REQUEST: Copy the full set of lines exactly as given.

RECORD EXTRACTS:
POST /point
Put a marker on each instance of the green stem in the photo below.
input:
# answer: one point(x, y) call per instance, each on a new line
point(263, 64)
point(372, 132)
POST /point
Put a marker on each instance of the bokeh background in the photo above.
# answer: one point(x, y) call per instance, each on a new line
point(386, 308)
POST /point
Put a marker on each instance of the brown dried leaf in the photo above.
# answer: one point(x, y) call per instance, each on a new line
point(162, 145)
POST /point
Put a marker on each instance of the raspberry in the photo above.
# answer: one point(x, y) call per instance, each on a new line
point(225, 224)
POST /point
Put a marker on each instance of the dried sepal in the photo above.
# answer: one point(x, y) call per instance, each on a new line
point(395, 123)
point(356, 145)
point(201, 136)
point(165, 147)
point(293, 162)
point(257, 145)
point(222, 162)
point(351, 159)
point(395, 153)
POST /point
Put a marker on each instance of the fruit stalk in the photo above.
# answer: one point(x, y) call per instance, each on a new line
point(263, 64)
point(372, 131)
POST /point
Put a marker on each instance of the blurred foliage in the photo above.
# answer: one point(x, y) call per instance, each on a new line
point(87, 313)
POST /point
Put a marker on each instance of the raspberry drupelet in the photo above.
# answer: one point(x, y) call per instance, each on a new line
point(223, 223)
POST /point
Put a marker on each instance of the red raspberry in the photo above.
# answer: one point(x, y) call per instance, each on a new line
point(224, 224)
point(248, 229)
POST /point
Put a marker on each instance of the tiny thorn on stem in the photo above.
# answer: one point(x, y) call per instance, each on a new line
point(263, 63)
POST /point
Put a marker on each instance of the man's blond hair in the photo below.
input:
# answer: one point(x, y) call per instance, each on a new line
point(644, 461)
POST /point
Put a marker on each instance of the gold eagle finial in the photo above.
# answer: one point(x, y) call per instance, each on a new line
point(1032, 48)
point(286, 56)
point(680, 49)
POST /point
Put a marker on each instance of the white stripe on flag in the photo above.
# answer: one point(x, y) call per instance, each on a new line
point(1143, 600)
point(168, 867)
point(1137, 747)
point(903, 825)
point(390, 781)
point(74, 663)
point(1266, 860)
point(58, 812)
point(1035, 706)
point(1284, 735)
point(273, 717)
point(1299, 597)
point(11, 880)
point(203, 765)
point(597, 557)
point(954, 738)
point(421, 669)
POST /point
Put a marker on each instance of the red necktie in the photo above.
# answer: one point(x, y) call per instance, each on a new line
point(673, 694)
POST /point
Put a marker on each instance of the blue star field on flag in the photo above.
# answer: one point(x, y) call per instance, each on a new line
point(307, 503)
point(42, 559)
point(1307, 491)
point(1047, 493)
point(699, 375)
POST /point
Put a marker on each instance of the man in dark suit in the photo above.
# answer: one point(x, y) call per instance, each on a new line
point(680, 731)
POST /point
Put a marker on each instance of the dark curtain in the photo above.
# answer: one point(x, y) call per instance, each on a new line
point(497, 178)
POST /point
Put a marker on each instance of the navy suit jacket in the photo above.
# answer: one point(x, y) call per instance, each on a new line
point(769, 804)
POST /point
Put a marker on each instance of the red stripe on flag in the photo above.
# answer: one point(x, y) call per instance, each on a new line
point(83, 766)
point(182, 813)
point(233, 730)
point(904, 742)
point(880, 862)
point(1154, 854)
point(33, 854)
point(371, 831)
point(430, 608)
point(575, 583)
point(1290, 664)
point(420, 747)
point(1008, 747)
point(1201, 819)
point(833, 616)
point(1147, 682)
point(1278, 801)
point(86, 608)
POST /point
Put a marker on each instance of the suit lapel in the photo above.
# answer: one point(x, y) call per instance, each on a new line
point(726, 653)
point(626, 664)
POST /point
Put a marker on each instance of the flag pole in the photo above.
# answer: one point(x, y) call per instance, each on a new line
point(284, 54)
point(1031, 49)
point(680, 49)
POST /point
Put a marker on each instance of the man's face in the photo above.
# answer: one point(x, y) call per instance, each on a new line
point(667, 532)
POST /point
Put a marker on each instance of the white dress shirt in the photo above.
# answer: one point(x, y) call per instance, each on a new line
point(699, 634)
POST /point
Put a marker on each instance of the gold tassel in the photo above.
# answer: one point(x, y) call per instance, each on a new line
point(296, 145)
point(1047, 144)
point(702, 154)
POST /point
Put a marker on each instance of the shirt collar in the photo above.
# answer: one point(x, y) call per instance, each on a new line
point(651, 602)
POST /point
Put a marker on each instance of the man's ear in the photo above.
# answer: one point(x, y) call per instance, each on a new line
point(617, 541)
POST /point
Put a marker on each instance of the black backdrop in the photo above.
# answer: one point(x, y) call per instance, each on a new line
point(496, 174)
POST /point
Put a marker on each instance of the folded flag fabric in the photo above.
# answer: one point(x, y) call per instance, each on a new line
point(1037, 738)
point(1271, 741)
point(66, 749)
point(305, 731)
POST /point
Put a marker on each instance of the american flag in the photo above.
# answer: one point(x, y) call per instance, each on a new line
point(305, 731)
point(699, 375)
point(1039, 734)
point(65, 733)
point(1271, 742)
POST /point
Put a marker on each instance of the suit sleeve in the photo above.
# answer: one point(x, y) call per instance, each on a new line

TASK RESPONSE:
POST /point
Put a marker on each instance of the green stem in the photo below.
input:
# answer: one point(x, y) call per instance, each on a new line
point(263, 64)
point(372, 132)
POST /point
Put a marker on each instance of the bokeh background in the photo above.
# answer: one point(x, y) call per instance, each on a new line
point(386, 308)
POST /point
Put a marker on each instance of the brown dried leaf in the photo above.
# answer: one point(x, y) call per instance, each on a new line
point(162, 145)
POST /point
Put a marker on each instance of the raspberry in the photo above.
# answer: one point(x, y) call per instance, each on a new line
point(225, 224)
POST /point
Put a marker on each instance of the dried sepal in the photo above.
# answer: one point(x, y) call per instance, each on a new line
point(395, 123)
point(356, 145)
point(201, 136)
point(165, 147)
point(293, 162)
point(257, 145)
point(222, 162)
point(351, 159)
point(395, 153)
POST /point
Put a marker on each instance of the fruit stalk in the photo above.
# answer: one point(x, y) call per instance, each on a new line
point(263, 64)
point(372, 131)
POST /point
Put a marker on each instance of the blurred foliage in the photo above.
# answer: one point(x, y) call per instance, each on a new line
point(87, 313)
POST /point
Put a marker on each instance of the raspberry drupelet in the photo above.
# answer: one point(x, y) call per instance, each on a new line
point(223, 223)
POST /point
Put a marker on each instance of the red raspberry in the photo above.
# answer: one point(x, y) call per instance, each on a new line
point(224, 224)
point(248, 229)
POST /point
Put a marker on each instance of the tiny thorn on stem in the photo above.
# answer: one point(x, y) call per instance, each on a new line
point(263, 63)
POST /point
Put a marker on each instance of the man's blond hair in the photo below.
input:
# answer: one point(x, y) call per instance, each on a new line
point(644, 461)
POST /point
Put a marker on each instance of the gold eagle finial in the photo above.
# answer: one point(x, y) call per instance, each on a new line
point(1032, 48)
point(286, 56)
point(680, 49)
POST /point
Put a marker on each instance of the white stripe on flag in the photo above.
# answer: one point(x, y) call per instance, each on a new line
point(1143, 600)
point(168, 867)
point(1137, 747)
point(903, 825)
point(390, 781)
point(74, 663)
point(1266, 860)
point(58, 812)
point(1035, 706)
point(1284, 735)
point(273, 717)
point(1299, 597)
point(11, 880)
point(203, 765)
point(597, 557)
point(954, 738)
point(421, 669)
POST /point
Put a marker on each instance of the red necktie in the photo above.
# answer: one point(x, y) call per instance, each on a new line
point(673, 694)
POST /point
Put a marker on each instance of the blue star field on flag in the photo above.
# answer: one point(x, y) call per instance, each on a new line
point(307, 503)
point(42, 559)
point(1307, 491)
point(1047, 493)
point(699, 375)
POST /point
Put a marker on each instance of the man in dark suit in the photo above.
# answer: one point(x, y) call per instance, each on a new line
point(680, 731)
POST /point
Put a marker on each instance of the dark curtain in the photo above.
# answer: one point(x, y) call per instance, each on a new line
point(497, 178)
POST /point
Put a marker on each instance of the navy suit jacket in the photo above.
# answer: one point(x, y) call per instance, each on a new line
point(769, 804)
POST /point
Put a marker on each instance of the red stripe on flag in the photo above.
# answer: one point(x, y) call per instance, each on a new line
point(83, 766)
point(182, 813)
point(233, 730)
point(904, 742)
point(880, 862)
point(1154, 854)
point(33, 854)
point(371, 831)
point(430, 608)
point(575, 583)
point(1290, 664)
point(420, 747)
point(1008, 747)
point(1201, 819)
point(833, 616)
point(1147, 682)
point(1278, 801)
point(86, 608)
POST /point
Put a marker on each instance of the suit lapel in the photo above.
# answer: one point(x, y) call per instance, each on a new line
point(726, 653)
point(626, 664)
POST /point
Put a marker on each instance of the flag pole in the photo above.
# answer: one point(x, y) call per instance, each on a new line
point(284, 54)
point(1031, 49)
point(680, 49)
POST /point
Put a marker on each instance of the man's face in the photo above.
# answer: one point(x, y) call per instance, each on a new line
point(667, 532)
POST /point
Put a marker on each instance of the white dress shirt in the photo above.
# answer: one point(x, y) call per instance, each on a new line
point(699, 634)
POST /point
Put a marker on each instance of the gold tassel in the photo above.
# answer: one point(x, y) call per instance, each on a new line
point(296, 145)
point(1047, 144)
point(702, 154)
POST /point
Put a marker on each instance of the shirt collar in the photo above.
# answer: one point(x, y) call per instance, each on a new line
point(651, 602)
POST /point
Put a marker on each instance of the man's ear in the photo above.
# answer: one point(x, y) call per instance, each on a new line
point(617, 541)
POST /point
Put a marker on each instance of the black backdrop in the photo above.
# answer: one point(x, y) call per instance, each on a new line
point(496, 174)
POST /point
Put a marker on each instance of the folded flag fabric in the photo above.
# answer: one point(x, y) call per instance, each on a new line
point(1037, 738)
point(1271, 741)
point(66, 749)
point(305, 731)
POST /point
Put a marker on each instance of the american flag in the photo above.
# answer: one point(x, y) call per instance, each on a new line
point(305, 731)
point(699, 375)
point(1039, 734)
point(65, 733)
point(1271, 742)
POST /point
Put a marker on each instance of the suit sleeve in the photo above.
# answer: one point(x, y) call per instance, each on a new line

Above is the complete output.